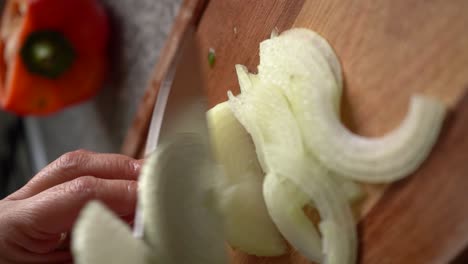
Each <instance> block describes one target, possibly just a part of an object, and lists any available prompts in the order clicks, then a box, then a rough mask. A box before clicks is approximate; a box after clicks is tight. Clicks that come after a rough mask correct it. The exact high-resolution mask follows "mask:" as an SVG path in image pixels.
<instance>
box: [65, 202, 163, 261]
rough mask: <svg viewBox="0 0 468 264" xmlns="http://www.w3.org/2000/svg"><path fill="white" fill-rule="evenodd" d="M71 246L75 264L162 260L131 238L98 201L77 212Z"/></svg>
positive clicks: (128, 231)
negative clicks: (78, 215) (76, 217)
mask: <svg viewBox="0 0 468 264" xmlns="http://www.w3.org/2000/svg"><path fill="white" fill-rule="evenodd" d="M71 246H72V251H73V256H74V260H75V263H77V264H102V263H115V264H128V263H135V264H147V263H159V262H158V261H160V260H161V259H160V258H156V257H155V256H154V254H155V252H154V251H151V250H150V249H149V247H148V246H147V245H146V244H144V243H143V241H141V240H138V239H136V238H134V237H133V235H132V231H131V230H130V228H129V226H128V225H127V224H125V223H123V222H122V221H121V220H120V219H119V218H118V217H117V216H116V215H114V213H112V212H111V211H110V210H109V209H107V208H106V207H105V206H104V205H102V204H101V203H100V202H97V201H92V202H90V203H88V204H87V205H86V206H85V208H83V210H82V212H81V213H80V216H79V218H78V220H77V223H76V224H75V226H74V228H73V236H72V245H71ZM160 263H163V262H160Z"/></svg>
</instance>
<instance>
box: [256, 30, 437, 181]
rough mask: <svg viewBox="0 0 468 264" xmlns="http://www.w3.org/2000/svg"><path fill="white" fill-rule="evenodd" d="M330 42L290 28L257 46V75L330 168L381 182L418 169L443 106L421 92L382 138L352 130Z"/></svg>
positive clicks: (431, 139)
mask: <svg viewBox="0 0 468 264" xmlns="http://www.w3.org/2000/svg"><path fill="white" fill-rule="evenodd" d="M337 65H338V66H339V62H338V60H337V59H336V56H333V51H332V49H331V48H330V47H329V45H328V43H327V42H326V41H325V40H324V39H323V38H321V37H320V36H319V35H317V34H316V33H314V32H312V31H309V30H304V29H302V30H298V29H294V30H289V31H286V32H284V33H282V34H281V35H280V36H279V37H276V38H273V39H269V40H266V41H264V42H262V43H261V45H260V65H259V66H258V69H259V76H260V78H261V79H262V81H268V82H271V83H274V84H276V85H278V86H279V87H281V88H282V89H283V91H284V94H285V95H286V97H287V98H288V100H289V102H290V104H291V108H292V110H293V112H294V115H295V117H296V118H297V120H298V123H299V126H300V128H301V131H302V135H303V137H304V141H305V144H306V146H307V150H309V151H311V152H313V153H314V154H315V155H316V156H317V157H318V159H319V160H320V161H321V162H323V164H324V165H325V166H326V167H328V168H329V169H330V170H333V171H335V172H337V173H338V174H340V175H343V176H347V177H350V178H352V179H355V180H360V181H366V182H373V183H381V182H382V183H385V182H390V181H394V180H398V179H400V178H402V177H404V176H406V175H408V174H410V173H411V172H413V171H414V170H415V169H417V168H418V167H419V166H420V164H421V163H422V161H423V160H425V159H426V157H427V155H428V154H429V152H430V150H431V149H432V146H433V144H434V143H435V141H436V139H437V136H438V134H439V131H440V128H441V125H442V122H443V119H444V116H445V107H444V106H443V105H442V103H440V102H439V101H437V100H434V99H431V98H429V97H426V96H422V95H415V96H413V97H412V100H411V105H410V110H409V113H408V115H407V117H406V118H405V120H404V121H403V123H402V124H401V126H400V127H399V128H398V129H396V130H394V131H393V132H391V133H389V134H387V135H385V136H383V137H381V138H365V137H361V136H358V135H355V134H353V133H351V132H350V131H349V130H348V129H346V128H345V127H344V126H343V125H342V124H341V122H340V119H339V114H338V113H339V111H338V110H339V100H340V96H341V86H342V83H341V82H342V80H341V69H339V68H338V66H337Z"/></svg>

» **Directions**
Given the records above, return exactly the lines starting at the line containing "246L75 264L162 260L131" and ending at the line containing "42L290 28L257 46V75L330", including both.

» **Result for this task**
rough mask: <svg viewBox="0 0 468 264" xmlns="http://www.w3.org/2000/svg"><path fill="white" fill-rule="evenodd" d="M71 246L75 264L162 260L131 238L98 201L77 212Z"/></svg>
positive clicks: (128, 231)
negative clicks: (78, 215) (76, 217)
mask: <svg viewBox="0 0 468 264" xmlns="http://www.w3.org/2000/svg"><path fill="white" fill-rule="evenodd" d="M71 246H72V251H73V256H74V260H75V263H77V264H102V263H115V264H128V263H135V264H147V263H159V262H158V261H160V260H161V259H160V258H156V257H155V256H154V254H155V252H154V251H151V250H150V249H149V247H148V246H147V245H146V244H144V243H143V241H141V240H138V239H136V238H134V237H133V235H132V231H131V230H130V228H129V226H128V225H127V224H125V223H123V222H122V221H121V220H120V219H119V218H118V217H117V216H116V215H114V213H112V212H111V211H110V210H109V209H107V208H106V207H105V206H104V205H102V204H101V203H100V202H97V201H92V202H90V203H88V204H87V205H86V206H85V208H83V210H82V212H81V213H80V216H79V218H78V220H77V223H76V224H75V226H74V228H73V236H72V245H71ZM160 263H163V262H160Z"/></svg>
</instance>
<instance>
box: [256, 30, 437, 181]
rough mask: <svg viewBox="0 0 468 264" xmlns="http://www.w3.org/2000/svg"><path fill="white" fill-rule="evenodd" d="M330 42L290 28L257 46V75L330 168L381 182L418 169L443 106L421 92L382 138L352 130Z"/></svg>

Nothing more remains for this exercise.